# AIM
Count the lines of the entries below that contain the word "parked", matching case exactly, and give only the number.

[Object detection data]
════════════════

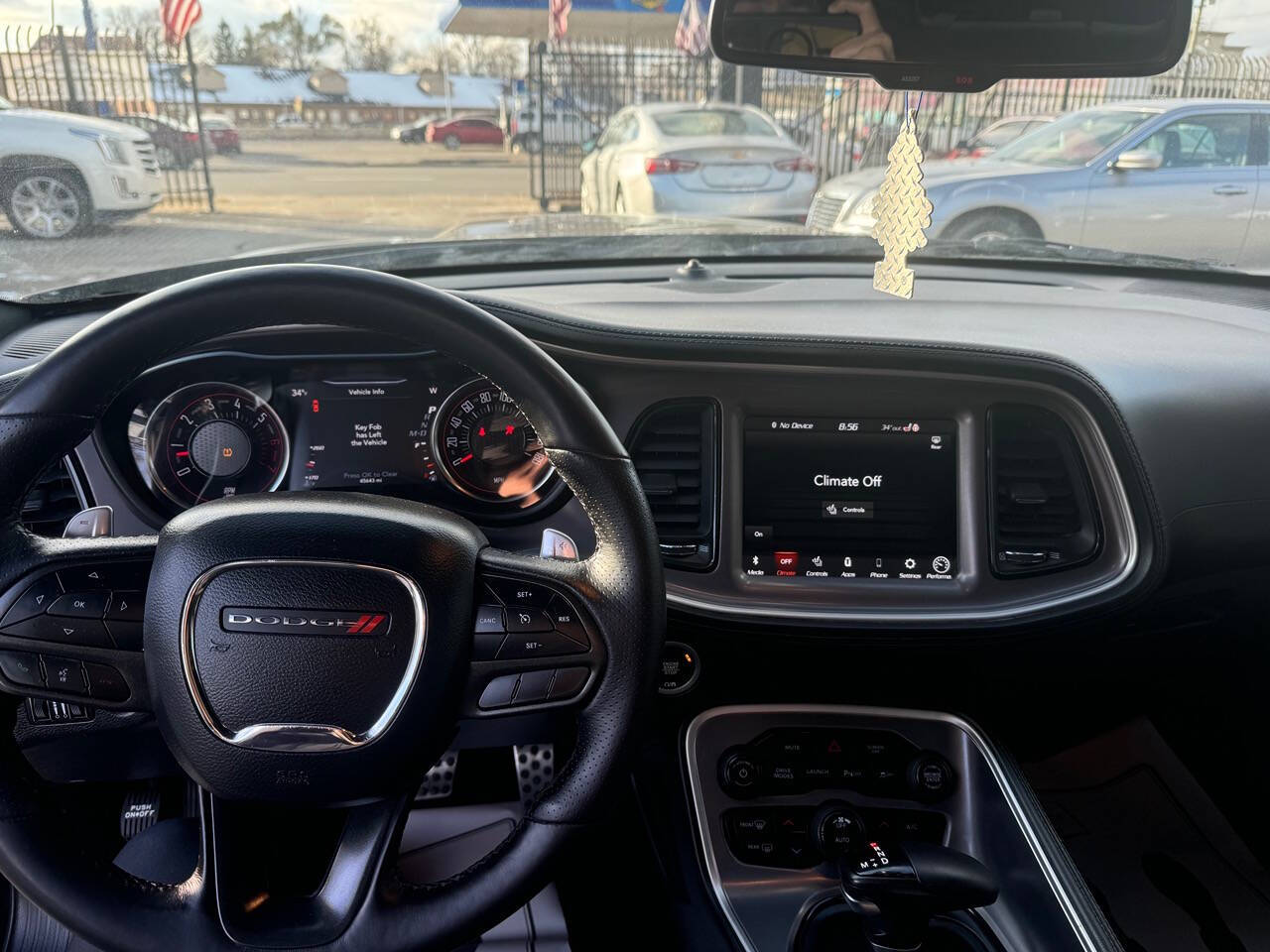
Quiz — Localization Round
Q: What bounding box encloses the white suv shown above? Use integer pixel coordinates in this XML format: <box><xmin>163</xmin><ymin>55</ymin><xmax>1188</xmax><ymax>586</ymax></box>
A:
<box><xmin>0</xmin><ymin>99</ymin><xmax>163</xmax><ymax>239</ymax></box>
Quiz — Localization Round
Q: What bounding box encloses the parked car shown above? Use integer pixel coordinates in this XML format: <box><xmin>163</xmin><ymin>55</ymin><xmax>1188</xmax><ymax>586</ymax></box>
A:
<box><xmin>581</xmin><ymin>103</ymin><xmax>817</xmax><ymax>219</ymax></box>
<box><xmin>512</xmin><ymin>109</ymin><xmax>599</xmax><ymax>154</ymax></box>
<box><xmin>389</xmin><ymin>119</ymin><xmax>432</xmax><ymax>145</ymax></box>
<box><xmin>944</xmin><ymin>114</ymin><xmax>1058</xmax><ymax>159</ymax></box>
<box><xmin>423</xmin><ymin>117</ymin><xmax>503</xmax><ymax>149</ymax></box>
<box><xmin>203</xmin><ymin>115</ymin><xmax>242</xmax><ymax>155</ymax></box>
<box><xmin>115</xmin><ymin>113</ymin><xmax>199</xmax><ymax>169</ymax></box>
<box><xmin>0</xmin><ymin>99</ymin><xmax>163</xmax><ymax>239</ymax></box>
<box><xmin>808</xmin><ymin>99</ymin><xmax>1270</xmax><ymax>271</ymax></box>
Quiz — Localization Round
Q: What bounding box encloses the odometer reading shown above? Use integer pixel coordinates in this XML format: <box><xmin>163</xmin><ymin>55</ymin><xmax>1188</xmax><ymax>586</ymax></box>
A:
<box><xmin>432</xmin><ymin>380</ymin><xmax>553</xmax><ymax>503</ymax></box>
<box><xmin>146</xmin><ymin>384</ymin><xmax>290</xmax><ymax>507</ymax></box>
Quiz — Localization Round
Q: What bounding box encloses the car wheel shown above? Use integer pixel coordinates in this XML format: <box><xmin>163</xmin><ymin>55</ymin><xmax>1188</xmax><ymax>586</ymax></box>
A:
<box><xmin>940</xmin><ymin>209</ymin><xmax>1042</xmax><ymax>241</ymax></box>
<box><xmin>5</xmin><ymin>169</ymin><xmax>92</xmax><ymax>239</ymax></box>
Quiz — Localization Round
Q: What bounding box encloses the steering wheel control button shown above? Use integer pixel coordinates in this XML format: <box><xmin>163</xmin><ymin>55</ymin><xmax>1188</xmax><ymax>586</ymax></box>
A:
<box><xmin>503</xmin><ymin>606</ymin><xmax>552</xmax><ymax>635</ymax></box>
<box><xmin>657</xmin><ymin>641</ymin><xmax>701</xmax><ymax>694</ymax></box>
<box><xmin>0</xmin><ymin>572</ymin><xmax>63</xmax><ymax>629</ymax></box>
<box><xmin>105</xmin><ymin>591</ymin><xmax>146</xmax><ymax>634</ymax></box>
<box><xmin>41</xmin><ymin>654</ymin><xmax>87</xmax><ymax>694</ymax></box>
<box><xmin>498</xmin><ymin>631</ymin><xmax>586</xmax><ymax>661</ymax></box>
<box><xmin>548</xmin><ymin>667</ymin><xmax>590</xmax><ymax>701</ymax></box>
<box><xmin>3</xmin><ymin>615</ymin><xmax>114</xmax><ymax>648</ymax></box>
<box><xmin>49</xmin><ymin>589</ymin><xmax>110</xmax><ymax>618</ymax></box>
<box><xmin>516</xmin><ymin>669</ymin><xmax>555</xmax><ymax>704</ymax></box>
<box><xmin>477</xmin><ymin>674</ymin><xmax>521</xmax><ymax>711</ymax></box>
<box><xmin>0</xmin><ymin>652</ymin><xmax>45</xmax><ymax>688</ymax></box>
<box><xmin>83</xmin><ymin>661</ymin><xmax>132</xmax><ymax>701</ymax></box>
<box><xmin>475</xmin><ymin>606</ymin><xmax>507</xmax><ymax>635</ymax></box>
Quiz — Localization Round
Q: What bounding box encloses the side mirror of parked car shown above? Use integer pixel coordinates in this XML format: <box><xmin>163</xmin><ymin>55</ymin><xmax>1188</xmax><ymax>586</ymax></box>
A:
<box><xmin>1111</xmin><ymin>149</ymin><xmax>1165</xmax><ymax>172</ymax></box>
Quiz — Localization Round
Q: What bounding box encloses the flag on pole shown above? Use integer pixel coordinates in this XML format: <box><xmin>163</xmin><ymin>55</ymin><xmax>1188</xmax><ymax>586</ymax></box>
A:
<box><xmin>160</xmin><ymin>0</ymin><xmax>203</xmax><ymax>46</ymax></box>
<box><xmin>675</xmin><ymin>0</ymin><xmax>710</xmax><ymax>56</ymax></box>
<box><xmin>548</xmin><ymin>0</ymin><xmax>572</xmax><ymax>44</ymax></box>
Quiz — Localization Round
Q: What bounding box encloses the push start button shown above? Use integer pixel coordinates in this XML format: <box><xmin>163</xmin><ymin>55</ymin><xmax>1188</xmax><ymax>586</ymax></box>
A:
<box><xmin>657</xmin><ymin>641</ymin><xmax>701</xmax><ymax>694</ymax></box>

════════════════

# RESPONSE TO THIS TASK
2